## Problem requirements
Can you rewrite the lines from the one containing "Exercise. Annotate the red" through the one containing "x=228, y=67", inclusive, with "billboard" changed to "banner" and everything else left as it is?
--- start of Dataset content ---
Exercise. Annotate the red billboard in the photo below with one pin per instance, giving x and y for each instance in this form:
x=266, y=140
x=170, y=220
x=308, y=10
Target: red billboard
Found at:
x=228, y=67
--- end of Dataset content ---
--- start of Dataset content ---
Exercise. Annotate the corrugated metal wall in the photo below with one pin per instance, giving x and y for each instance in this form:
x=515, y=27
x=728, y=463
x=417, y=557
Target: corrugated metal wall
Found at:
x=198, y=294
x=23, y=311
--- end of Dataset content ---
## Result of this task
Exercise. Annotate the red banner in the photo below with one pin per instance, giving x and y for each instance in this form:
x=266, y=140
x=170, y=220
x=308, y=10
Target: red banner
Found at:
x=228, y=67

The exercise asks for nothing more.